Objective ->
Turn every line of the material below into a numbered list, skipping any blank lines. Leave the pictures out of your answer.

━━━━━━━━━━

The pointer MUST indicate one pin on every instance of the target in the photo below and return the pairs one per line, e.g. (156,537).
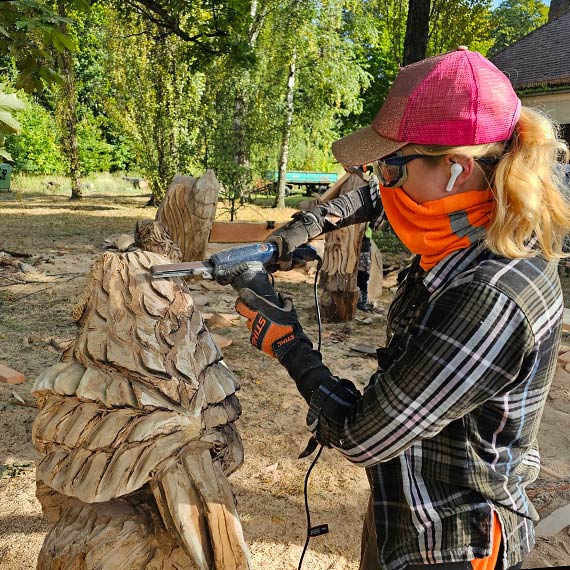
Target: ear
(460,170)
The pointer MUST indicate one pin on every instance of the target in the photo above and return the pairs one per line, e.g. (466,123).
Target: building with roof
(538,66)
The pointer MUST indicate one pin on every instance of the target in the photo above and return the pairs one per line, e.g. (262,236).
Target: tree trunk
(68,112)
(136,431)
(557,8)
(417,29)
(340,267)
(284,153)
(188,210)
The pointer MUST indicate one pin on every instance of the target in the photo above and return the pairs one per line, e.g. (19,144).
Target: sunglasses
(391,171)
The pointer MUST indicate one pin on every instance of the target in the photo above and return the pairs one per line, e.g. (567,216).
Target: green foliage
(36,149)
(28,30)
(9,103)
(13,470)
(514,19)
(155,101)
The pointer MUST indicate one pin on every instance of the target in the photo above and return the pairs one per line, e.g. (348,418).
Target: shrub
(35,150)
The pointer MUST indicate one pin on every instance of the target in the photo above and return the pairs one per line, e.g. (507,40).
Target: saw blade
(181,269)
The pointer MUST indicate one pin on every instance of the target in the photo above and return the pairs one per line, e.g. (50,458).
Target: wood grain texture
(340,266)
(188,210)
(141,404)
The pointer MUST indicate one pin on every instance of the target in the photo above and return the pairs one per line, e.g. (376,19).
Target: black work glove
(303,227)
(274,329)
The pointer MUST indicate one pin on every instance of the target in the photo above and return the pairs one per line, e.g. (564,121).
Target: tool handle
(258,281)
(306,253)
(262,252)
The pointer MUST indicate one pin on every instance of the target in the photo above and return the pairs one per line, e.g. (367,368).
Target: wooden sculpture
(136,431)
(152,235)
(188,210)
(340,266)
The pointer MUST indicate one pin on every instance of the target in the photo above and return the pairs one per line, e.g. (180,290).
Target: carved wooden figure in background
(188,210)
(136,431)
(340,266)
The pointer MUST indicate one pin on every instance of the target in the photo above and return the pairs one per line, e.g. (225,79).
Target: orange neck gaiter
(435,229)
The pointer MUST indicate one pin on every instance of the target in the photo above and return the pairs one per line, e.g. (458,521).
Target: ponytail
(526,178)
(527,188)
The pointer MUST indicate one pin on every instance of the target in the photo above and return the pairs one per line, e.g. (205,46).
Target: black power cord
(320,529)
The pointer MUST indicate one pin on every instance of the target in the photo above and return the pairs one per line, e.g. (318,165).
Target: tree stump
(340,267)
(151,235)
(188,210)
(375,288)
(136,432)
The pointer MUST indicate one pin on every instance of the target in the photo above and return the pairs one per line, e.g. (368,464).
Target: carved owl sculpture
(136,431)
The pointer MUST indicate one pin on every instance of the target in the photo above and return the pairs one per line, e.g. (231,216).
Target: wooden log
(140,410)
(188,210)
(10,376)
(340,267)
(242,232)
(375,289)
(151,235)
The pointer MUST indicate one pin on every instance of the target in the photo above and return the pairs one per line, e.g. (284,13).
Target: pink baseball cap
(458,98)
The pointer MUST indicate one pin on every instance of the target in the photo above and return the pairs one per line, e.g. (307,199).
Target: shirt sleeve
(468,347)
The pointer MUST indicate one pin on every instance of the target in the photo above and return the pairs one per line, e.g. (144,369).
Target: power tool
(255,257)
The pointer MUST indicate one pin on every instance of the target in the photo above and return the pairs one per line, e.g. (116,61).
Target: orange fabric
(490,562)
(426,230)
(264,333)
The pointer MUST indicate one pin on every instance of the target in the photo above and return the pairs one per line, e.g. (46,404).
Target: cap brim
(364,146)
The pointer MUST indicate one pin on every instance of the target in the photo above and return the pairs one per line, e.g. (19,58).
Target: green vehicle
(313,182)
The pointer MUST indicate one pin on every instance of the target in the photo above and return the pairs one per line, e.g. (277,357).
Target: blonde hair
(527,186)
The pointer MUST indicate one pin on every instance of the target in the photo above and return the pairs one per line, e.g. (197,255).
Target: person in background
(446,427)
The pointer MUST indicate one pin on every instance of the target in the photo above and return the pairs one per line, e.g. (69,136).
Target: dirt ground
(64,238)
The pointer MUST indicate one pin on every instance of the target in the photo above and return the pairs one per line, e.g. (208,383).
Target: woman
(447,426)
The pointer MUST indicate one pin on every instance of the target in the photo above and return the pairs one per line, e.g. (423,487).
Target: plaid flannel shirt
(447,426)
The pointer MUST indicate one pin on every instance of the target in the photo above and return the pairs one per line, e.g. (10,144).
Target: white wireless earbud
(456,170)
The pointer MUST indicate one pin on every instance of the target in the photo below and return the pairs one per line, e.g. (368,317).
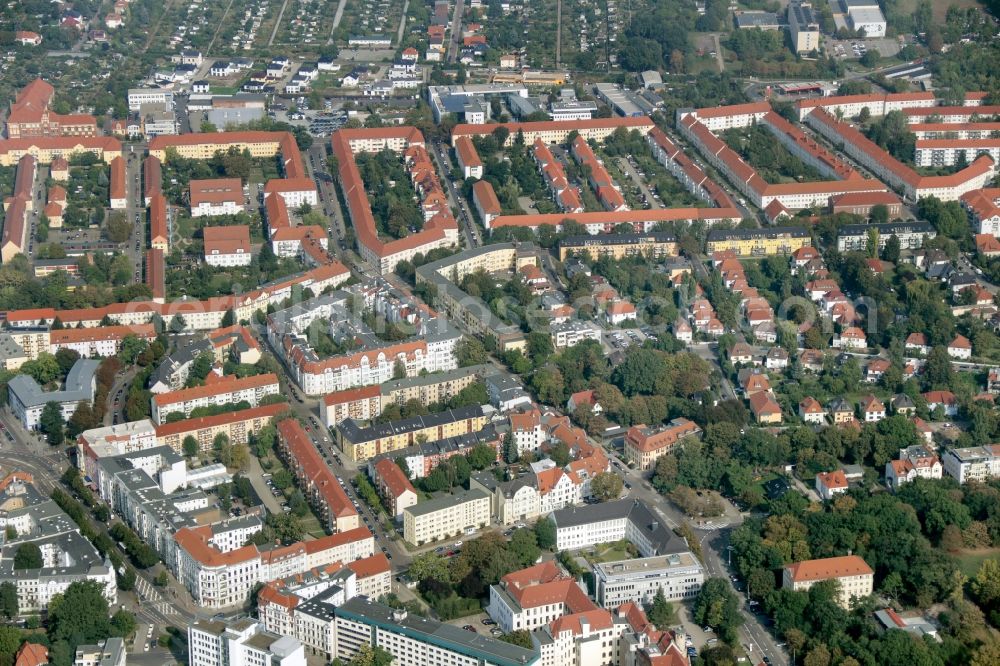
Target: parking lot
(855,48)
(621,339)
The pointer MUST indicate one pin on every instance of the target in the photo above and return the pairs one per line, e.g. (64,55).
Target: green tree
(545,533)
(429,565)
(470,351)
(372,656)
(524,546)
(661,613)
(482,456)
(83,418)
(28,556)
(66,358)
(132,347)
(606,486)
(718,607)
(10,641)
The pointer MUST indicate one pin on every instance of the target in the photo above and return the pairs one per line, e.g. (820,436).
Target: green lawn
(608,552)
(970,560)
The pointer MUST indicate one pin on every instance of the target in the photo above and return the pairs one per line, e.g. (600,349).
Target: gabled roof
(830,567)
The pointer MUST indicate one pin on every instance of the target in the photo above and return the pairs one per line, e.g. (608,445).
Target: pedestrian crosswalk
(150,597)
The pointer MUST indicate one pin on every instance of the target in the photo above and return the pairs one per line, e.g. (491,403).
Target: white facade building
(242,642)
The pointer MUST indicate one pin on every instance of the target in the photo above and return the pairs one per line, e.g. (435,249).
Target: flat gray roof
(445,501)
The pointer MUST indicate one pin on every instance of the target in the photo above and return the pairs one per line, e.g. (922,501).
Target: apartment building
(236,426)
(855,577)
(220,572)
(654,245)
(468,158)
(418,641)
(446,516)
(758,242)
(556,131)
(315,478)
(546,488)
(644,445)
(367,402)
(393,486)
(241,642)
(93,342)
(215,196)
(914,462)
(138,96)
(30,116)
(227,246)
(911,235)
(218,391)
(470,310)
(360,443)
(642,221)
(679,575)
(431,348)
(295,192)
(301,606)
(485,200)
(108,652)
(973,463)
(67,556)
(534,597)
(439,231)
(27,399)
(687,171)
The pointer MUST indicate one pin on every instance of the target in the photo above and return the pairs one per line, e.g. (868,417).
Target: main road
(714,540)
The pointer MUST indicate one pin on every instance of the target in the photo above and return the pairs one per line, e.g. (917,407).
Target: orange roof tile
(231,384)
(830,567)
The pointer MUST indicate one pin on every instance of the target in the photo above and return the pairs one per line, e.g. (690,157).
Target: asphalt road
(714,538)
(439,153)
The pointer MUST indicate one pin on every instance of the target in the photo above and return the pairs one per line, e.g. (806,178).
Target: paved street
(470,233)
(714,538)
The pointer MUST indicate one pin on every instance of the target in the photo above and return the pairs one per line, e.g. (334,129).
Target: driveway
(255,474)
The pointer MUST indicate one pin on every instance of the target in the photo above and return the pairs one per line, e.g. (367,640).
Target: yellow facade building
(361,443)
(758,242)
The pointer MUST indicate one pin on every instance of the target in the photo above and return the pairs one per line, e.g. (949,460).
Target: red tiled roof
(830,567)
(230,384)
(833,480)
(66,336)
(393,478)
(32,654)
(370,566)
(207,422)
(227,240)
(308,459)
(467,152)
(763,404)
(554,125)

━━━━━━━━━━

Solution to this problem ->
1. The pointer MUST indicate one pin on every instance of the target in the photo below and return the pairs one per line, e.g. (156,537).
2. Target: ear
3. (460,170)
4. The pointer MUST indicate one pin on every instance of the target in the photo above and return the pairs one per line, e.g. (466,123).
5. Target: building with roof
6. (538,66)
7. The pointer MUST indicate one pin on every instance of the target in the photo above and return the pairs one per line, e.g. (262,236).
8. Target: tree trunk
9. (68,112)
10. (136,431)
11. (557,8)
12. (417,29)
13. (340,267)
14. (284,153)
15. (188,210)
16. The pointer MUST indicate one pin on every instance of the target in the photo above and return the pairs one per line, e.g. (19,144).
17. Target: sunglasses
18. (391,171)
19. The pointer MUST indicate one pin on every instance of the target in the photo above and return the pairs one per line, e.g. (567,216).
20. Target: green foliage
21. (36,149)
22. (28,30)
23. (9,103)
24. (13,470)
25. (514,19)
26. (155,101)
27. The pointer MUST indicate one pin on every instance of the target in the photo above and return the pairs one per line, e.g. (348,418).
28. Target: shrub
29. (35,150)
30. The pointer MUST indicate one pin on every instance of the target in the photo above and return the pairs one per line, e.g. (507,40).
31. Target: saw blade
32. (181,269)
33. The pointer MUST indicate one pin on every instance of the target in the photo above and return the pairs one per line, e.g. (50,458).
34. Target: wood grain texture
35. (340,266)
36. (188,210)
37. (141,404)
38. The pointer MUST indicate one pin on every instance of the target in the photo above and return the pairs one per line, e.g. (376,19).
39. Target: black work glove
40. (303,227)
41. (274,329)
42. The pointer MUST indicate one pin on every instance of the target in the photo above and return the pairs one per line, e.g. (564,121).
43. Target: tool handle
44. (258,281)
45. (306,253)
46. (262,252)
47. The pointer MUST indicate one pin on every instance of the target in the photo above and return the pairs one per line, e.g. (367,368).
48. Target: wooden sculpture
49. (136,431)
50. (152,235)
51. (188,210)
52. (340,266)
53. The pointer MUST indicate one pin on every instance of the target in the photo above and return the pairs one per line, e.g. (180,290).
54. Target: carved wooden figure in background
55. (188,210)
56. (136,431)
57. (340,266)
58. The pointer MUST indicate one pin on every instance of the target in the photo above and return the pairs one per line, e.g. (225,79).
59. Target: orange neck gaiter
60. (435,229)
61. The pointer MUST indicate one pin on every instance of the target in the photo above and return the pairs one per line, e.g. (458,521).
62. Target: ponytail
63. (526,178)
64. (527,188)
65. The pointer MUST indicate one pin on every instance of the target in the photo above and return the pairs one per line, e.g. (205,46).
66. Target: black power cord
67. (320,529)
68. The pointer MUST indicate one pin on every instance of the target in the photo above and return the pairs one per line, e.g. (318,165).
69. Target: tree stump
70. (340,267)
71. (151,235)
72. (188,210)
73. (375,288)
74. (136,432)
75. The pointer MUST indicate one pin on every instance of the target in the photo above and return the pairs one per line, e.g. (368,464).
76. Target: carved owl sculpture
77. (136,431)
78. The pointer MUST indicate one pin on every instance of the target in the photo above and return the pairs one per line, e.g. (231,216).
79. Target: wooden log
80. (140,410)
81. (188,210)
82. (10,376)
83. (340,267)
84. (242,232)
85. (375,289)
86. (151,235)
87. The pointer MUST indicate one pin on every instance of the target in the photo above and return the pairs one per line, e.g. (284,13).
88. Target: pink baseball cap
89. (458,98)
90. The pointer MUST indicate one pin on every instance of the target in the photo above and return the pairs one per line, e.g. (307,199).
91. Target: shirt sleeve
92. (468,347)
93. The pointer MUST indicate one pin on every instance of the target in the photo above and return the pairs one per line, e.g. (144,369).
94. Target: power tool
95. (255,257)
96. The pointer MUST indicate one pin on every instance of the target in the photo above and return the pairs one per line, e.g. (116,61).
97. Target: orange fabric
98. (490,562)
99. (426,230)
100. (264,333)
101. The pointer MUST indicate one pin on every instance of the target in the photo above and return the pairs one per line, e.g. (46,404).
102. Target: cap brim
103. (364,146)
104. The pointer MUST indicate one pin on every instance of the target in the photo above and return the pairs one per line, e.g. (19,58).
105. Target: green vehicle
106. (313,182)
107. The pointer MUST indicate one pin on every instance of the target in the photo above and return the pairs one per line, e.g. (277,357).
108. Target: blonde hair
109. (527,186)
110. The pointer MUST indicate one pin on every instance of the target in the photo above and return the pairs one per line, e.g. (197,255).
111. Target: person in background
112. (446,427)
113. The pointer MUST indicate one pin on every instance of the target in the photo above and return the pairs one per line, e.g. (69,136).
114. Target: dirt ground
115. (64,238)
116. The pointer MUST indicate one pin on every instance of the target in the photo above and return the pairs one per line, e.g. (208,383).
117. Target: woman
118. (447,426)
119. The pointer MUST indicate one pin on every instance of the target in the photo above and return the pairs one per line, e.g. (423,487).
120. Target: plaid flannel shirt
121. (447,426)
122. The pointer MUST indicate one pin on every instance of the target in the photo above and return the pairs one per line, e.g. (10,144).
123. Target: white wireless earbud
124. (456,170)
125. The pointer MUST indicate one pin on every instance of the target in the photo below and return the pairs one per line, e.g. (368,317).
126. Target: parking lot
127. (855,48)
128. (621,339)
129. The pointer MUST indicate one pin on every instance of the target in the photo above and return the pairs one per line, e.g. (64,55).
130. Target: green tree
131. (545,533)
132. (429,565)
133. (470,351)
134. (372,656)
135. (524,546)
136. (661,613)
137. (482,456)
138. (83,418)
139. (28,556)
140. (66,358)
141. (132,347)
142. (606,486)
143. (718,607)
144. (10,641)
145. The pointer MUST indicate one pin on every instance of the target in the photo above and return the pairs one per line, e.g. (820,436).
146. Target: green lawn
147. (608,552)
148. (970,560)
149. The pointer MUST indicate one pin on every instance of the target in the photo above and return the pairs one per line, e.g. (600,349).
150. Target: gabled roof
151. (830,567)
152. The pointer MUST indicate one pin on every instance of the target in the photo above and return the pairs one per line, e.g. (608,445).
153. Target: pedestrian crosswalk
154. (150,597)
155. The pointer MUST indicate one pin on every instance of the target in the photo above and return the pairs one per line, e.g. (491,403).
156. Target: white facade building
157. (242,642)
158. The pointer MUST indicate one pin on every instance of the target in the photo above and return the pairs one per line, e.g. (435,249).
159. Target: flat gray roof
160. (445,501)
161. The pointer MUST indicate one pin on every instance of the target in the photo above and return the pairs one per line, e.g. (922,501).
162. Target: apartment building
163. (236,426)
164. (855,577)
165. (220,572)
166. (654,245)
167. (468,158)
168. (418,641)
169. (446,516)
170. (758,242)
171. (556,131)
172. (315,478)
173. (546,488)
174. (644,445)
175. (367,402)
176. (393,486)
177. (241,642)
178. (93,342)
179. (215,196)
180. (914,462)
181. (138,96)
182. (30,116)
183. (227,246)
184. (911,235)
185. (218,391)
186. (470,310)
187. (360,443)
188. (642,221)
189. (679,575)
190. (431,348)
191. (295,192)
192. (301,606)
193. (485,200)
194. (108,652)
195. (973,463)
196. (67,556)
197. (534,597)
198. (439,231)
199. (27,399)
200. (687,171)
201. The pointer MUST indicate one pin on every instance of the target in the photo above and return the pairs one per line, e.g. (868,417).
202. Target: main road
203. (714,540)
204. The pointer MUST indicate one pin on every instance of the target in the photo above and return the pairs one per line, e.g. (917,407).
205. Target: orange roof tile
206. (231,384)
207. (830,567)
208. The pointer MUST indicate one pin on every instance of the target in the photo above and return the pairs one per line, e.g. (690,157).
209. Target: asphalt road
210. (714,538)
211. (439,153)
212. The pointer MUST indicate one pin on every instance of the target in the photo above and return the pairs one per line, e.g. (806,178).
213. Target: paved street
214. (470,233)
215. (714,538)
216. The pointer MUST indicate one pin on every instance of the target in the photo above and return the pairs one per line, e.g. (334,129).
217. Target: driveway
218. (255,474)
219. The pointer MUST indicate one pin on every instance of the target in the photo above and return the pairs one per line, e.g. (367,640).
220. Target: yellow facade building
221. (361,443)
222. (758,242)
223. The pointer MUST indicate one pin on every instance of the target in the photo above and return the pairs one per line, e.g. (949,460).
224. Target: red tiled roof
225. (830,567)
226. (230,384)
227. (833,480)
228. (66,336)
229. (393,478)
230. (32,654)
231. (370,566)
232. (207,422)
233. (227,240)
234. (308,459)
235. (467,152)
236. (763,404)
237. (554,125)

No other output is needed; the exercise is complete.